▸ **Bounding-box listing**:
:::::

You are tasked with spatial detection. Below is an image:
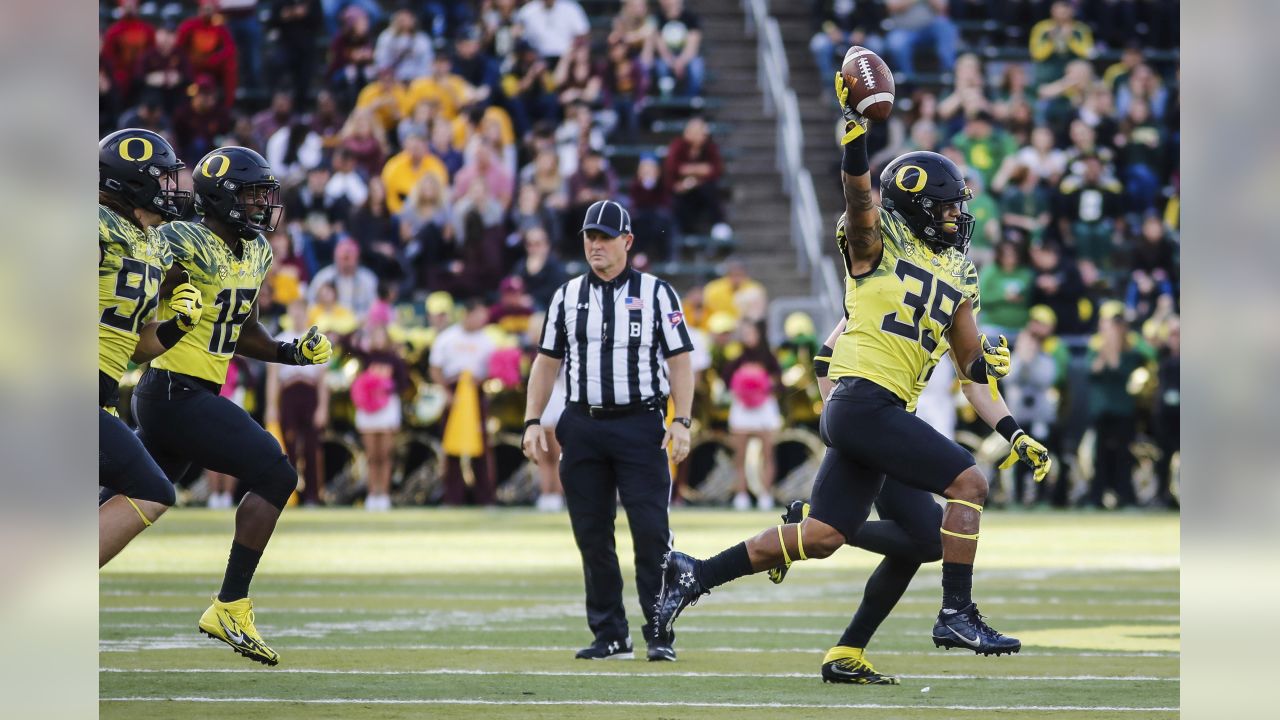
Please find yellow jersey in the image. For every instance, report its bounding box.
[97,205,173,382]
[151,222,271,384]
[828,209,979,407]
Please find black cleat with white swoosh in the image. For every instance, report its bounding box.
[933,602,1023,655]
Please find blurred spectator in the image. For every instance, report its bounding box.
[138,26,192,113]
[516,0,591,65]
[324,5,375,106]
[264,300,329,505]
[338,109,388,179]
[351,317,410,511]
[627,154,678,260]
[568,150,616,237]
[403,53,472,120]
[703,258,764,322]
[374,8,435,82]
[884,0,959,76]
[553,35,603,105]
[662,115,724,234]
[1115,99,1167,213]
[173,77,232,159]
[453,24,502,102]
[307,237,378,316]
[511,225,568,313]
[1003,302,1066,505]
[178,0,237,108]
[1029,0,1093,85]
[1053,155,1124,268]
[262,118,324,184]
[1088,302,1143,507]
[1151,318,1181,507]
[431,299,495,505]
[266,0,324,106]
[721,323,782,510]
[1030,242,1089,337]
[979,242,1039,338]
[381,133,449,215]
[809,0,884,88]
[251,90,293,147]
[951,110,1018,187]
[101,0,156,104]
[352,65,408,132]
[489,275,534,334]
[324,147,369,207]
[653,0,707,97]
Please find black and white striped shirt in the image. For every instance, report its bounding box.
[538,268,694,406]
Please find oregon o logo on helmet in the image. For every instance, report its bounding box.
[200,155,232,178]
[893,165,929,192]
[119,137,155,163]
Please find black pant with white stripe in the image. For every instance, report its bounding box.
[556,404,673,641]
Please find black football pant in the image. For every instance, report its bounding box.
[556,404,673,641]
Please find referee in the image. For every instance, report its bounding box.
[522,200,694,661]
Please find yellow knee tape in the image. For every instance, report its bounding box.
[123,495,151,528]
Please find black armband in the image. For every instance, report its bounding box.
[969,352,987,386]
[996,415,1023,442]
[813,345,833,379]
[275,342,300,365]
[840,132,872,177]
[156,318,187,350]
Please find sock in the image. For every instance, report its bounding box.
[218,542,262,602]
[840,557,920,648]
[942,562,973,610]
[694,542,751,589]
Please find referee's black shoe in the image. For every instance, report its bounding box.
[573,638,635,660]
[933,602,1023,655]
[653,550,708,641]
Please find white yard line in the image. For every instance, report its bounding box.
[99,667,1181,683]
[99,697,1180,712]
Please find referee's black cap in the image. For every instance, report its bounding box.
[582,200,631,237]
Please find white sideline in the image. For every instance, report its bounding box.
[99,697,1180,712]
[99,667,1181,683]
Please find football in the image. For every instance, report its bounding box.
[840,45,896,122]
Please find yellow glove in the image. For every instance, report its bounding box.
[836,72,867,145]
[169,283,205,333]
[1000,430,1053,483]
[979,336,1010,400]
[294,325,333,365]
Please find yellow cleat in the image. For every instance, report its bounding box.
[200,596,280,665]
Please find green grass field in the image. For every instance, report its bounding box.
[99,509,1180,720]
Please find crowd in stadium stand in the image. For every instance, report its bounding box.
[99,0,1180,510]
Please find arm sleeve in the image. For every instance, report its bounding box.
[538,284,567,360]
[655,282,694,357]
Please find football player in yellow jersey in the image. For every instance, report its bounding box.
[97,128,202,568]
[124,147,333,665]
[654,73,1021,655]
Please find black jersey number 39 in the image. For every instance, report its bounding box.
[209,287,257,355]
[101,258,161,334]
[881,259,964,352]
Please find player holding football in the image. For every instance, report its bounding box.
[769,320,1052,685]
[654,73,1021,655]
[133,146,333,665]
[97,128,202,568]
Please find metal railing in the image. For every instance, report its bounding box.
[742,0,845,322]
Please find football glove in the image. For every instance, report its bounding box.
[1000,430,1053,483]
[836,72,867,145]
[980,336,1010,400]
[169,282,205,333]
[293,325,333,365]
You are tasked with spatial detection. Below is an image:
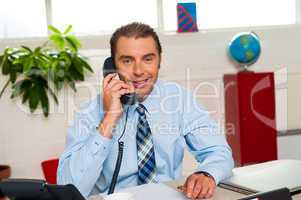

:::::

▸ **Exercise details**: Write out the entire listing above again, line by line and unchanged, but omit the pictures.

▸ **Response to this task**:
You are tasked with spatial detection. Below is an image:
Please find yellow jersey in the image. For every instance, report its bounding box.
[97,205,173,382]
[151,222,271,384]
[828,209,979,407]
Please find black cleat with white swoosh in the image. For every instance, report its bounding box.
[933,602,1023,655]
Please find blurred spectator in the image. For every instance, report its bounding box.
[138,26,192,113]
[516,0,591,65]
[324,5,375,106]
[264,300,329,505]
[338,109,388,179]
[351,317,410,511]
[627,154,678,260]
[568,150,616,237]
[403,53,472,120]
[703,258,764,322]
[374,8,435,82]
[884,0,959,76]
[553,35,603,105]
[662,115,724,234]
[1115,99,1167,213]
[173,77,232,159]
[453,24,502,102]
[307,237,378,316]
[511,225,568,313]
[1003,302,1066,505]
[178,0,237,108]
[1029,0,1093,85]
[1053,155,1124,268]
[262,118,324,184]
[1088,302,1143,507]
[1151,318,1181,507]
[431,299,495,505]
[266,0,324,106]
[721,323,782,510]
[1030,242,1089,337]
[979,242,1039,338]
[381,133,449,215]
[809,0,884,88]
[251,90,293,147]
[951,110,1018,187]
[101,0,156,104]
[352,65,408,132]
[489,275,534,334]
[324,147,369,207]
[653,0,707,97]
Please find black and white striped shirt in the image. For every instance, report its bounding box.
[538,268,694,406]
Please find oregon o logo on helmet in the image. For every instance, report its bounding box.
[200,155,232,178]
[893,165,929,192]
[119,137,155,163]
Please find black pant with white stripe in the image. For every instance, report its bounding box.
[556,404,673,641]
Please find black football pant in the image. For every instance, report its bounding box.
[556,404,673,641]
Please find referee in the image. For every instance, report its bounding box.
[522,200,694,661]
Please find yellow knee tape in the image. For every instance, report its bounding box.
[123,495,151,528]
Please find black armband in the image. For every instance, report its bounding box.
[969,352,987,386]
[996,415,1023,442]
[813,345,833,379]
[275,342,300,365]
[840,132,872,177]
[156,318,187,350]
Please find sock in the image. For every instance, report its bounding box.
[218,542,262,602]
[840,557,920,648]
[942,562,973,610]
[694,542,751,589]
Please find referee's black shoe in the image. For every instance, report its bounding box.
[573,638,635,660]
[933,602,1023,655]
[653,550,708,641]
Please find white yard line in the image. For every instance, report its bounding box.
[99,667,1181,683]
[99,697,1180,712]
Please find referee's black cap in the image. For every instance, report its bounding box.
[582,200,631,237]
Please find white sideline in the image. For every instance, report its bounding box.
[99,697,1180,712]
[99,667,1181,683]
Please find football in the image. For every instance, report its bounding box.
[840,45,896,122]
Please find yellow glove in the image. For every instance, report its bounding box.
[836,72,867,145]
[169,283,205,333]
[1000,430,1053,483]
[979,336,1010,400]
[294,325,333,365]
Please find yellow cleat in the image. For every instance, report its bounding box.
[200,596,280,665]
Please find green grass field in the image. For every instance, report its bounding box.
[99,509,1180,720]
Please find crowd in stadium stand in the image. For every instance, report its bounding box.
[99,0,1180,510]
Please find arm sleeve in the image. For every instance, report its bounding box.
[538,284,567,360]
[655,282,694,357]
Please find football player in yellow jersey in the image. For every instance, report its bounding box.
[97,128,202,568]
[124,147,333,665]
[654,73,1021,655]
Please find black jersey number 39 in the image. For every instance, report its bounding box.
[209,287,257,355]
[101,258,161,334]
[881,259,964,352]
Please find player holding football in the image. For every instance, report its bounding box.
[769,320,1052,685]
[654,73,1021,655]
[133,146,333,665]
[97,128,202,568]
Please find metal railing in the image. For every instance, report its bounding box.
[742,0,845,322]
Please find football glove in the image. For every instance, report its bounding box.
[1000,430,1053,483]
[836,72,867,145]
[980,336,1010,400]
[169,282,205,333]
[293,325,333,365]
You are tasked with spatial detection. Below is an image:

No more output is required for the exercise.